■ Given request 1
Translate this sentence from the text on the Solaris implant into Spanish: "The core as well as the modules log many steps of their own operation."
■ Given request 2
Rewrite the text on the Solaris implant from "An ELF comment" up to and including "their own operation.", substituting "features" for each occurrence of "capabilities".

■ Supplied text
-- Start --
The implant 1 is an ELF binary compiled for the Solaris operating system on the 32 bit SPARC architecture.

No development time frame is immediately evident from the binary, but ELF comments indicate that parts of it were compiled using GCC 4.5.1, 4.1.2, and 3.4.4.

An ELF comment also indicates a target operating system version: “"@(#)SunOS 5.8 Generic February 2000.”

Core

The main binary (“core”) contains a complex framework, which provides logging capabilities, an API registry,
module management, and encrypted virtual file system access capabilities.

In addition, functions that wrap certain operating system details such as memory management, threading, and synchronization primitives are also present.

Logging

The core as well as the modules log many steps of their own operation.

Log message format strings are stored in obfuscated form within the binaries and are deobfuscated by a custom algorithm before the relevant message is logged:

int FUN_0002a1a8(int key,char *buf,char *param_3,int length)
{
    int iVar1;
    char current;
 
    iVar1 = 0;

    if (length != 0) {
	    current = *param_3;
        while( true ) {
            current = .umul(current,key);
            buf[iVar1] = current;
            iVar1 = iVar1 + 1;
            if (iVar1 == length) break;
            current = param_3[iVar1];
        }
    }

    return key;
}

char* log_message_decrypt.fd1f1670(char *out,char *enc,int length)
-- End --
Dataset entries:
-- Start --
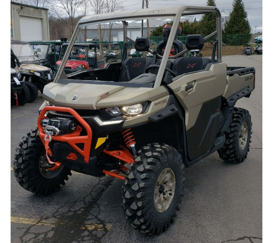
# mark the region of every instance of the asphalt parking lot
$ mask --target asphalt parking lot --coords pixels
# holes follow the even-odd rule
[[[176,221],[165,233],[143,234],[125,221],[123,182],[73,173],[46,197],[25,190],[13,175],[22,137],[36,126],[41,94],[11,107],[11,243],[261,243],[262,242],[262,55],[224,56],[228,66],[254,67],[255,88],[236,106],[248,110],[253,134],[245,160],[231,164],[217,152],[185,170],[186,192]]]

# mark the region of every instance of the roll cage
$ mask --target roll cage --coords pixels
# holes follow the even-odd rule
[[[161,80],[163,77],[164,70],[168,60],[170,59],[176,58],[189,50],[186,48],[174,56],[170,57],[168,55],[168,53],[170,53],[171,50],[175,36],[176,30],[180,21],[181,17],[210,13],[215,13],[217,15],[216,30],[204,37],[204,40],[205,41],[215,35],[217,36],[217,39],[221,40],[221,14],[219,9],[216,7],[213,6],[204,7],[198,6],[197,7],[194,6],[183,5],[164,9],[142,9],[136,11],[117,12],[113,13],[90,15],[83,17],[79,21],[77,24],[71,37],[71,40],[68,45],[66,51],[64,56],[63,61],[60,66],[54,82],[57,82],[59,79],[62,77],[62,74],[65,68],[65,63],[68,59],[73,45],[75,41],[77,40],[77,37],[81,28],[92,25],[103,24],[109,22],[122,22],[123,26],[123,43],[126,43],[127,40],[130,41],[134,43],[134,40],[127,36],[126,34],[127,33],[128,21],[132,20],[156,19],[164,18],[166,19],[173,19],[174,22],[172,28],[165,47],[165,51],[163,56],[161,56],[158,54],[157,54],[157,58],[161,59],[162,60],[153,87],[154,88],[159,87],[161,84]],[[215,60],[218,62],[221,62],[221,41],[217,42],[216,45],[216,50],[217,51],[216,53],[217,56]],[[149,50],[149,52],[151,53],[153,53],[152,51],[151,50]]]

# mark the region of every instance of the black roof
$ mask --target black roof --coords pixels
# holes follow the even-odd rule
-- End --
■ Exercise output 1
El núcleo, así como los módulos, registra muchos pasos de su propio funcionamiento.

■ Exercise output 2
An ELF comment also indicates a target operating system version: “"@(#)SunOS 5.8 Generic February 2000.”

Core

The main binary (“core”) contains a complex framework, which provides logging features, an API registry,
module management, and encrypted virtual file system access features.

In addition, functions that wrap certain operating system details such as memory management, threading, and synchronization primitives are also present.

Logging

The core as well as the modules log many steps of their own operation.